[Listed entries]
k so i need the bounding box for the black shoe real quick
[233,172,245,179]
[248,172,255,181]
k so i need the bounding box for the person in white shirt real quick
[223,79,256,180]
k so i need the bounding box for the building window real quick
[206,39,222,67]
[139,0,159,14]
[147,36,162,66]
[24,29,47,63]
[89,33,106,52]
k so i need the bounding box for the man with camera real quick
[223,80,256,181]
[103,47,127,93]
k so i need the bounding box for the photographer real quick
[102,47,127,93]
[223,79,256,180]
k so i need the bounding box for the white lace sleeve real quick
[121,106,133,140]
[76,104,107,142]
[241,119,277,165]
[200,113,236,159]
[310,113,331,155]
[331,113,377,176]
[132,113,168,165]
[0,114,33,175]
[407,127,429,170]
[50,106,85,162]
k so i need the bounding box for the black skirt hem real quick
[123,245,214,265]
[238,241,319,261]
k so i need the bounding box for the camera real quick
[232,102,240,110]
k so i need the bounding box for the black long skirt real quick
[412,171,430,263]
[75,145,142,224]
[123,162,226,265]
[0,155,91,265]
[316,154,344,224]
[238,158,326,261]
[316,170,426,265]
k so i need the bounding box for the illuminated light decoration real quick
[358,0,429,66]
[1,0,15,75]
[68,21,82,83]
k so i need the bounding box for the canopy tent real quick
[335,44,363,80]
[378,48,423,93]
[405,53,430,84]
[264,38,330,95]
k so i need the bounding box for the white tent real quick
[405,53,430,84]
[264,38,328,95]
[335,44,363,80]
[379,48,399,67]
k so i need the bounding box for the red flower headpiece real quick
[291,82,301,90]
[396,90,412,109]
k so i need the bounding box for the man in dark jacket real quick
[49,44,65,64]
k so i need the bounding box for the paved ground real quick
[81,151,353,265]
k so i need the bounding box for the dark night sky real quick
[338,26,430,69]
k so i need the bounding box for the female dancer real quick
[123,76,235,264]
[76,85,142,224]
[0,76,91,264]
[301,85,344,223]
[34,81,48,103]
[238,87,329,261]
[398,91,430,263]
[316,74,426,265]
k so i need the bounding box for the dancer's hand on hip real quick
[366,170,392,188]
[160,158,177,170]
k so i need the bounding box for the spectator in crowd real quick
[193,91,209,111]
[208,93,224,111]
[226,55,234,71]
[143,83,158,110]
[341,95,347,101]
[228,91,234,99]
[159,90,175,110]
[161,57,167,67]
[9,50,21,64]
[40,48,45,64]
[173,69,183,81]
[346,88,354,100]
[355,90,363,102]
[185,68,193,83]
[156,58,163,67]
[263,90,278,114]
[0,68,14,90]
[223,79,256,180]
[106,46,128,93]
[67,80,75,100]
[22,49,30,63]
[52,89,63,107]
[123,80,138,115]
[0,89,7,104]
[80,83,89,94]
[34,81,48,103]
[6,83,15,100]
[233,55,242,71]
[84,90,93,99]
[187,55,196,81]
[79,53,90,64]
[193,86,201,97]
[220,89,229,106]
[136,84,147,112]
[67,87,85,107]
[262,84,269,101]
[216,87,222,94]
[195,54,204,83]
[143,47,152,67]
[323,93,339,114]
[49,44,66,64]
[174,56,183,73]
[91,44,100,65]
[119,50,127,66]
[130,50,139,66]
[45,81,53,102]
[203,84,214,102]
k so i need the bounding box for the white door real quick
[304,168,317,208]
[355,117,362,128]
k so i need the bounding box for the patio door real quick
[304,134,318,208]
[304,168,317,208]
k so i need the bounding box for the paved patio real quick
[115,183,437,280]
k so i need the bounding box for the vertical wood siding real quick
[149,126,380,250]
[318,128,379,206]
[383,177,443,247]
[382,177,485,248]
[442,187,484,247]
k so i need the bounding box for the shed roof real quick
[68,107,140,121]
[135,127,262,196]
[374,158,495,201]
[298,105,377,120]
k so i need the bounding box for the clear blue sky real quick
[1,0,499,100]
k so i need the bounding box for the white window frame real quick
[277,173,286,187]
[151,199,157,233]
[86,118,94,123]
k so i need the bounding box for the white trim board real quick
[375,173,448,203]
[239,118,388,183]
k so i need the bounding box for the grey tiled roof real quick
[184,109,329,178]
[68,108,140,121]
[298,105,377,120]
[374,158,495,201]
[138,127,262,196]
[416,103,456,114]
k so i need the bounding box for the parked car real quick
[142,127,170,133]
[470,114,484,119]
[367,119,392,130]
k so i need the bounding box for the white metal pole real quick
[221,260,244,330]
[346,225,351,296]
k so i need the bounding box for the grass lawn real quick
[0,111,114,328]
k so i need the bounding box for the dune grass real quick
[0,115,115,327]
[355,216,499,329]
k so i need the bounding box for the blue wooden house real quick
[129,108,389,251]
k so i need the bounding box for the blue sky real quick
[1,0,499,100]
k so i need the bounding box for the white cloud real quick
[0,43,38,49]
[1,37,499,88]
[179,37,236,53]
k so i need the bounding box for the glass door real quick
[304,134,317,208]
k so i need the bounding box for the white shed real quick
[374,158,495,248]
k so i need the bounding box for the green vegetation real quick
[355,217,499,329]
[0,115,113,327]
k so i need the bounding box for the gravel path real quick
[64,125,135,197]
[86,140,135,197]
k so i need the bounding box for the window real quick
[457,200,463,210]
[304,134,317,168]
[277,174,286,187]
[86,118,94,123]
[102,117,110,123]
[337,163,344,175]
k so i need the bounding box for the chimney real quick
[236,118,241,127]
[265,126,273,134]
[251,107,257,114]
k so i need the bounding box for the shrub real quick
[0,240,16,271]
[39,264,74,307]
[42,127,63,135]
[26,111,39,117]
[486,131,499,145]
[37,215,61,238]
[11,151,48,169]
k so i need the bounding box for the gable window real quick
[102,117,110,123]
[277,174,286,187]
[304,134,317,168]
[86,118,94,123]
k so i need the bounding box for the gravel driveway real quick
[/Listed entries]
= Task statement =
Repeat the material above exactly, including every line.

= Result for this exercise =
k so i need the bounding box for the black shoe real quick
[233,172,245,179]
[248,172,255,181]
k so i need the bounding box for the person in white shirt real quick
[223,79,256,180]
k so i need the bounding box for the building window real quick
[206,39,222,67]
[139,0,159,14]
[147,36,162,66]
[24,29,47,63]
[89,33,106,52]
k so i need the bounding box for the man with camera real quick
[223,80,256,181]
[103,47,127,93]
k so i need the bounding box for the photographer real quick
[102,47,127,93]
[223,79,256,180]
k so i need the bounding box for the white lace sleeve real quick
[121,106,133,140]
[76,104,107,142]
[241,119,277,165]
[200,113,236,159]
[310,113,331,155]
[331,113,377,176]
[132,113,168,165]
[0,114,33,175]
[407,127,429,170]
[50,106,85,162]
k so i need the bounding box for the black skirt hem real quick
[123,245,214,265]
[238,241,319,261]
k so i need the bounding box for the camera real quick
[232,102,240,110]
k so i need the bounding box for the black long skirt real quick
[412,171,430,263]
[75,145,142,224]
[123,162,226,265]
[0,155,91,265]
[316,154,344,224]
[238,158,326,261]
[316,170,426,265]
k so i need the bounding box for the illuminated light decoration real quick
[358,0,429,66]
[1,0,15,75]
[68,21,82,83]
k so i need the bounding box for the canopy tent real quick
[335,44,363,80]
[378,48,423,93]
[405,53,430,84]
[264,38,330,95]
k so i need the bounding box for the white tent real quick
[405,53,430,84]
[264,38,328,95]
[335,44,363,80]
[379,48,399,67]
k so i need the bounding box for the red flower headpiece real quick
[291,82,301,90]
[396,90,412,109]
k so i need the bounding box for the man in dark jacket real quick
[49,44,65,64]
k so i need the bounding box for the paved ground real quick
[81,151,353,265]
k so i need the bounding box for the dark night sky real quick
[338,26,430,69]
k so i need the bounding box for the female dancer real quick
[123,76,235,264]
[76,85,142,224]
[0,76,91,264]
[301,85,344,223]
[34,81,48,103]
[238,87,329,261]
[398,91,430,263]
[316,74,426,265]
k so i need the bounding box for the dancer's hand on hip real quick
[366,170,392,188]
[160,158,177,170]
k so i need the bounding box for the spectator in crowd real quick
[193,91,209,111]
[208,93,224,111]
[226,55,234,71]
[143,83,158,110]
[341,95,347,101]
[228,91,234,99]
[159,90,175,110]
[161,57,167,67]
[9,50,21,64]
[40,48,45,64]
[173,69,183,81]
[346,88,354,100]
[355,90,363,102]
[185,68,193,83]
[156,58,163,67]
[263,90,278,114]
[0,68,14,90]
[223,79,256,180]
[106,46,128,93]
[67,80,75,100]
[22,49,30,63]
[52,89,63,107]
[123,80,138,115]
[0,89,7,104]
[80,83,89,94]
[34,81,48,103]
[6,83,15,100]
[233,55,242,71]
[84,90,93,99]
[187,55,196,81]
[79,53,90,64]
[193,86,201,97]
[220,89,229,106]
[136,84,147,112]
[67,87,85,107]
[262,84,269,101]
[216,87,222,94]
[195,54,204,83]
[143,47,152,67]
[323,93,339,114]
[49,44,66,64]
[174,56,183,73]
[91,44,100,65]
[119,50,127,66]
[130,50,139,66]
[45,81,53,102]
[203,84,214,102]
k so i need the bounding box for the white door real quick
[304,168,317,208]
[355,117,362,128]
k so i need the bounding box for the patio door real quick
[304,134,318,208]
[304,168,317,208]
k so i need the bounding box for the paved patio real quick
[115,183,437,280]
k so i need the bounding box for the vertical wood siding real quick
[149,126,380,250]
[318,128,379,206]
[383,177,443,247]
[382,177,485,248]
[442,187,484,247]
k so i need the bounding box for the shed roof real quick
[68,107,140,121]
[135,127,262,196]
[374,158,495,201]
[298,105,377,120]
k so i need the bounding box for the clear blue sky real quick
[1,0,499,100]
k so i need the bounding box for the white window frame real quick
[277,173,286,187]
[151,199,157,233]
[86,118,94,123]
k so i need the bounding box for the white trim board real quick
[375,173,448,203]
[239,118,388,183]
k so i need the bounding box for the grey tiled roof real quick
[184,109,329,178]
[68,108,140,121]
[298,105,377,120]
[374,158,495,201]
[138,127,262,196]
[416,103,456,114]
k so i need the bounding box for the parked car real quick
[142,127,170,133]
[470,114,484,119]
[367,119,392,130]
k so i need the bounding box for the white metal pole real quick
[221,260,244,330]
[346,225,351,296]
k so i need the bounding box for the grass lawn real quick
[0,111,114,328]
k so i need the bounding box for the dune grass real quick
[0,115,115,327]
[355,216,499,329]
k so i need the bounding box for the blue wooden house real quick
[129,108,389,251]
k so i need the bounding box for the blue sky real quick
[1,0,499,100]
k so i need the bounding box for the white cloud real quick
[0,43,38,49]
[1,37,499,88]
[179,37,236,53]
k so i need the bounding box for the glass door real quick
[304,134,317,208]
k so i need the bounding box for the white shed real quick
[374,158,495,248]
k so i need the bounding box for the green vegetation real quick
[355,217,499,329]
[0,115,113,327]
k so i need the bounding box for the gravel path real quick
[64,125,135,197]
[86,140,135,197]
k so i need the bounding box for the window real quick
[457,200,463,210]
[304,134,317,168]
[277,174,286,187]
[86,118,94,123]
[102,117,110,123]
[337,163,344,175]
k so i need the bounding box for the chimney real quick
[236,118,241,127]
[265,126,273,134]
[251,107,257,114]
k so i need the bounding box for the shrub real quick
[0,240,16,271]
[39,264,74,307]
[42,127,63,135]
[26,111,39,117]
[486,131,499,145]
[37,215,61,238]
[11,151,48,169]
k so i need the bounding box for the gable window real quick
[102,117,110,123]
[277,174,286,187]
[304,134,317,168]
[86,118,94,123]
k so i need the bounding box for the gravel driveway real quick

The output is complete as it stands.